Print the material below line for line, changing nothing.

▶ _DATA SECTION_:
— BEGIN —

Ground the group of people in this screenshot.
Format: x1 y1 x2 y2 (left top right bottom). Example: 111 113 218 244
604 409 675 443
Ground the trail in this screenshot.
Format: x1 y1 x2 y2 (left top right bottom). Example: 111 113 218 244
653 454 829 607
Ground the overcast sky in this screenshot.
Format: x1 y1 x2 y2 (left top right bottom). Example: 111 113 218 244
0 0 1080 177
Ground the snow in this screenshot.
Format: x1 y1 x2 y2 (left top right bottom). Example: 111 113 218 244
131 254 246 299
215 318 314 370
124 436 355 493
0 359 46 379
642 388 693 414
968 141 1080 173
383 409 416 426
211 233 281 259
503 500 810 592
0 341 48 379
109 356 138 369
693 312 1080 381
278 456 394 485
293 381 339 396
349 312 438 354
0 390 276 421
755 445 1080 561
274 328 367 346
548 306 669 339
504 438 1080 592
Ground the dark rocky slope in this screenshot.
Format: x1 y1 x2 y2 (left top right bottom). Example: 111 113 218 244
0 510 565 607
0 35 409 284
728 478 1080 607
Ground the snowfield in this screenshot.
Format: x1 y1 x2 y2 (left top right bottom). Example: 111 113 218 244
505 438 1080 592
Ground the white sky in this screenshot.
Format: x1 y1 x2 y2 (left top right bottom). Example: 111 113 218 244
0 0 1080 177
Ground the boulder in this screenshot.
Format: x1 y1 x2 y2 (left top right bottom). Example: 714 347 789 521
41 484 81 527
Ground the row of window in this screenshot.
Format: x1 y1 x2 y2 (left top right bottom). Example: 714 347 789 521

— END —

▶ _RESPONSE FOR THIS EXERCISE_:
Ground the group of people in this screenshot.
Format: x1 y1 x2 y2 (left top right bottom). Example: 111 113 218 244
604 409 675 443
Ground the trail in this screenshot.
Format: x1 y1 x2 y2 (left top right bottom). Example: 111 113 218 244
653 454 829 607
Ground the overcast sky in this screenshot.
Format: x1 y1 x2 y2 (left top right bottom). Example: 111 113 218 244
0 0 1080 177
Ground the snow in this screenshot.
Format: x1 y1 x2 y2 (left top right bottom). Example: 111 113 218 244
131 254 246 299
215 318 314 370
124 436 355 493
0 359 46 379
642 388 693 414
968 141 1080 173
383 409 416 426
211 233 281 259
503 500 810 592
0 341 48 379
109 356 138 369
693 312 1080 381
278 456 394 485
293 381 339 396
349 312 438 354
0 390 276 421
755 445 1080 561
274 328 367 346
548 306 669 339
504 438 1080 592
Ground the dark rocky slope in this screenshot.
Format: x1 y1 x2 y2 (left top right bottom). Example: 111 113 218 244
0 510 565 607
0 35 409 284
728 478 1080 607
Ground the snowfield in this screenshot.
Format: x1 y1 x2 y2 (left top right bottom). Example: 111 113 218 244
505 438 1080 592
Ground the white sky in this screenshot.
Format: x1 y1 x2 y2 (left top right bottom). Example: 111 113 218 244
0 0 1080 177
Ground the boulder in this screenshot.
Format: x1 y1 x2 y2 (left top right bottom). Example: 714 347 789 521
41 484 81 527
Ground the row of window in this screenshot.
Format: x1 y1 x2 y2 (left top right bottom). Example: 714 347 789 521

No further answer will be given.